(Extracted data entries)
========================================
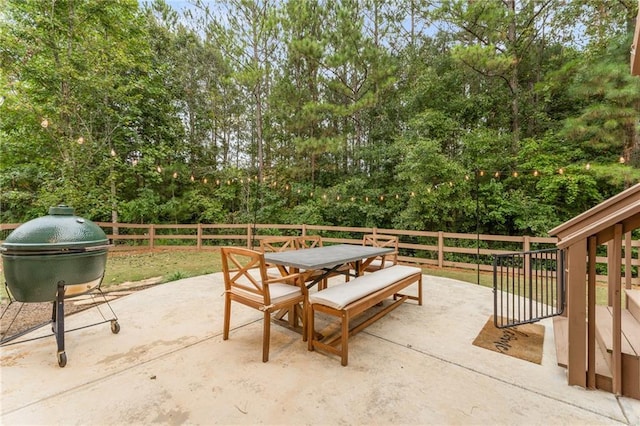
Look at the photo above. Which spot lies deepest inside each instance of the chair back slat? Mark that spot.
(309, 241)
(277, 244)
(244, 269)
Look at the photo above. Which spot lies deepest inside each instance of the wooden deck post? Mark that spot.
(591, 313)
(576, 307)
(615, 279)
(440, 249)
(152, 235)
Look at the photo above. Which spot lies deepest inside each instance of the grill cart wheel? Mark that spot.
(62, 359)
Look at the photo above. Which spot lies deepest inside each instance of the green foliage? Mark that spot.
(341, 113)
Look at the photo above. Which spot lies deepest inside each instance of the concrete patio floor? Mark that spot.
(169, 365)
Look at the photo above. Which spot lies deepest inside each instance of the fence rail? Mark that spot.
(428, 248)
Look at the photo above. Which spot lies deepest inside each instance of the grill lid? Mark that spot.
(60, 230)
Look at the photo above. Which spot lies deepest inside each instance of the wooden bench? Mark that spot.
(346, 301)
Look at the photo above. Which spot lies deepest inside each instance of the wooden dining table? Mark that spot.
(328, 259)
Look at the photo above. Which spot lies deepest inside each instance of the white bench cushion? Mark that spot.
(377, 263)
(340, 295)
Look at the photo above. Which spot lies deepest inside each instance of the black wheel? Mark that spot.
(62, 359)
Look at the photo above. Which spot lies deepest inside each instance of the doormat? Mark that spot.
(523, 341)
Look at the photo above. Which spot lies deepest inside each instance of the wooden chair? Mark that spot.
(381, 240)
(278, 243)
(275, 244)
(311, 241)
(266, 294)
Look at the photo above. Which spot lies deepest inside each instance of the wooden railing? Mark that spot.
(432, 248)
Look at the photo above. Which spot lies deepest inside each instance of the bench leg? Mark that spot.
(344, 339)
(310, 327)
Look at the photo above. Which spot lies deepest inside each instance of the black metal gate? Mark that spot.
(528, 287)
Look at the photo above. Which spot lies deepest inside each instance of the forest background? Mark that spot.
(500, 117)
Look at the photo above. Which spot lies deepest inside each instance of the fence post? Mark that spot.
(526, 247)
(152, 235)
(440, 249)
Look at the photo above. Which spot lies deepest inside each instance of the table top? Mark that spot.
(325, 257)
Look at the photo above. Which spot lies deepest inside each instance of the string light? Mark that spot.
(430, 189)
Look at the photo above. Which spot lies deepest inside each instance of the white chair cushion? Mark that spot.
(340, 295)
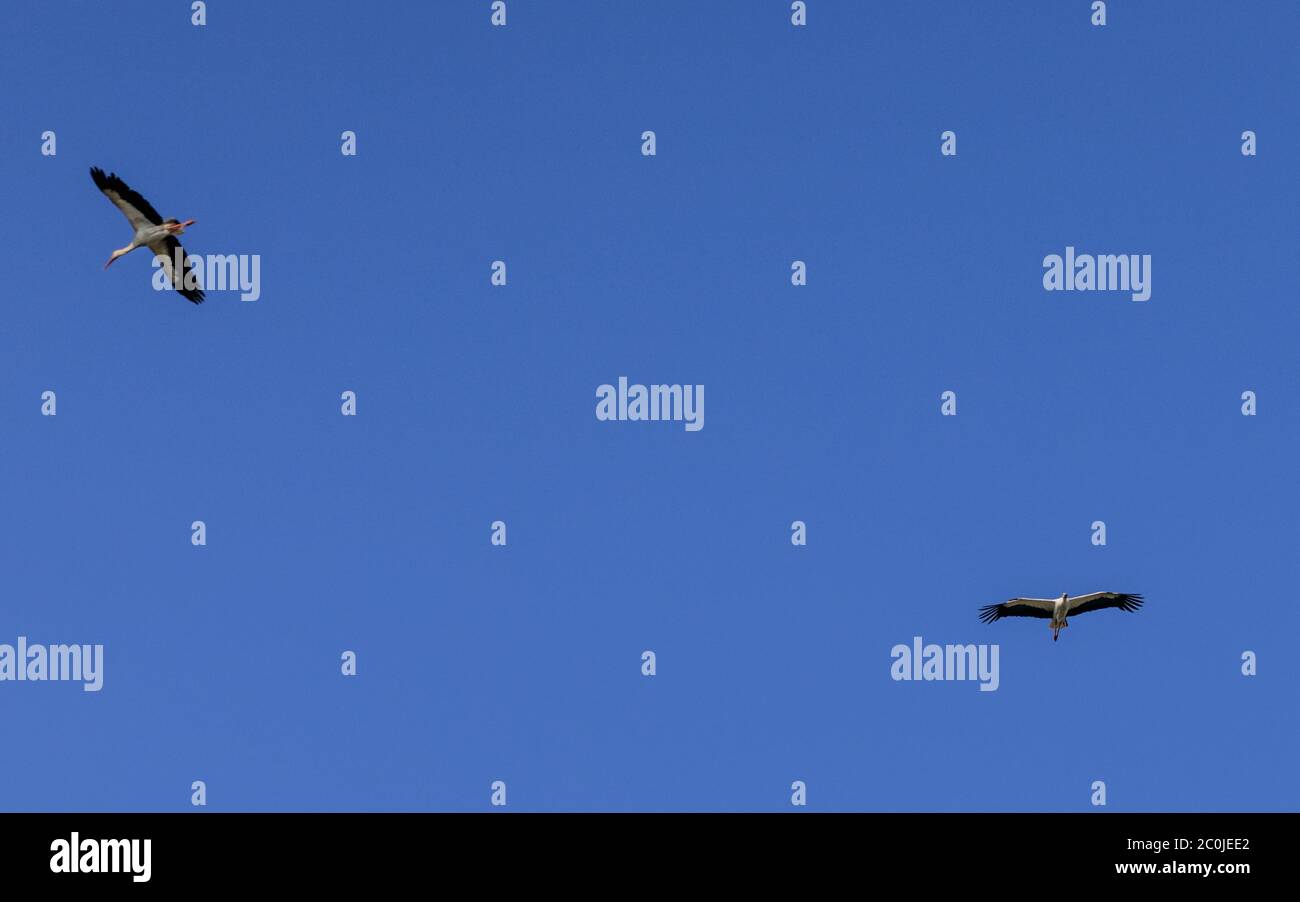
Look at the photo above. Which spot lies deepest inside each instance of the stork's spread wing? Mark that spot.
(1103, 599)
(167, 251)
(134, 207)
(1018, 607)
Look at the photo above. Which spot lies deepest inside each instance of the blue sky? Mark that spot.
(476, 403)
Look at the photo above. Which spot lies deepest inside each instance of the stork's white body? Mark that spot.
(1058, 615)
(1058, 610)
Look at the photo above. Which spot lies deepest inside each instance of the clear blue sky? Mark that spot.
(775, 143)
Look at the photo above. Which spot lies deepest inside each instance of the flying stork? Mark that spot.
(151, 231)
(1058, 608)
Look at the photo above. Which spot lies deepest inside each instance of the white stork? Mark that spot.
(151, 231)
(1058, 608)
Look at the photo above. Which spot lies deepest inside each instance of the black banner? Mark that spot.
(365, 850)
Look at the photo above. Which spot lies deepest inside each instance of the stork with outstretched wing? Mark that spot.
========================================
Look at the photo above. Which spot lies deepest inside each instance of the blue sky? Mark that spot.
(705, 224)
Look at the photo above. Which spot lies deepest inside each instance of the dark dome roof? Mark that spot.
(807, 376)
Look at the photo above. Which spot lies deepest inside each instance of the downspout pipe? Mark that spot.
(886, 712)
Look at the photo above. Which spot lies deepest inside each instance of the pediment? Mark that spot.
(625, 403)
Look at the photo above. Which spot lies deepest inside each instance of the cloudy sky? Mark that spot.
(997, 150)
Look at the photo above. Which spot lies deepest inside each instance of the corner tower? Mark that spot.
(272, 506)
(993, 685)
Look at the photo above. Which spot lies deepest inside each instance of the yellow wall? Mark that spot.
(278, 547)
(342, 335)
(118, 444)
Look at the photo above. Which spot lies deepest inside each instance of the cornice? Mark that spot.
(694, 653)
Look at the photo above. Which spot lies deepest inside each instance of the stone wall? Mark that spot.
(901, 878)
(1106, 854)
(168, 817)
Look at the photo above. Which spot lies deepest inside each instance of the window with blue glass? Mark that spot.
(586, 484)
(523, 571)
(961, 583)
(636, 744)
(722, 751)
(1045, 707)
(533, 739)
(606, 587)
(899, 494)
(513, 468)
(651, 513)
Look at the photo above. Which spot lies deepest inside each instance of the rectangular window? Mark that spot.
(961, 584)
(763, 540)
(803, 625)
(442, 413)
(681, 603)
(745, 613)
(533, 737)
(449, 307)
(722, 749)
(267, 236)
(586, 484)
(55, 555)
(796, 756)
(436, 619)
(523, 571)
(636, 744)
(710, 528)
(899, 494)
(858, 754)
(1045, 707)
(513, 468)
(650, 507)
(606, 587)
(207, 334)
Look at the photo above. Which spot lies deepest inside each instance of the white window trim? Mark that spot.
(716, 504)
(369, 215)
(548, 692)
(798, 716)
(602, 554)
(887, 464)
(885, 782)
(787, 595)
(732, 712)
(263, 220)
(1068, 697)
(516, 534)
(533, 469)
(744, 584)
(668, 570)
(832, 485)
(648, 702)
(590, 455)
========================================
*EXERCISE BRIEF:*
Write out, from the lines above, only those from the line with "spread wing? Mark that spot." to the line with "outstretched wing? Mark that spot.", exactly as given, including the first and the last.

*WRITTEN ANSWER:*
Look at the photo above. Which spot lies deepest inside each instance of the stork's spread wing? Mark that spot.
(1103, 599)
(167, 251)
(134, 207)
(1018, 607)
Look at the photo above. Which spot lies deepest inside each instance of the blue sky? Mark that spot.
(476, 403)
Look at the photo above. Which spot lies deepest inside each instance of the stork's white body? Mark that spot.
(1058, 615)
(1058, 610)
Look at the photo above. Which spot lies deepest inside each instance of the clear blue sky? Mark that spot.
(775, 143)
Look at the photo above. Which spot lies deepest inside each instance of the flying stork? Mark that spot.
(151, 231)
(1058, 608)
Look at the photo above. Which spot lies deepest inside each instance of the white stork? Mark that spot.
(151, 231)
(1058, 608)
Look at the photo above. Which spot lies deepest inside each instance of the black banner? Mark that spot.
(365, 850)
Look at the photo above. Which spot lies deepest inside each instance of the stork with outstretched wing? Mark that spot.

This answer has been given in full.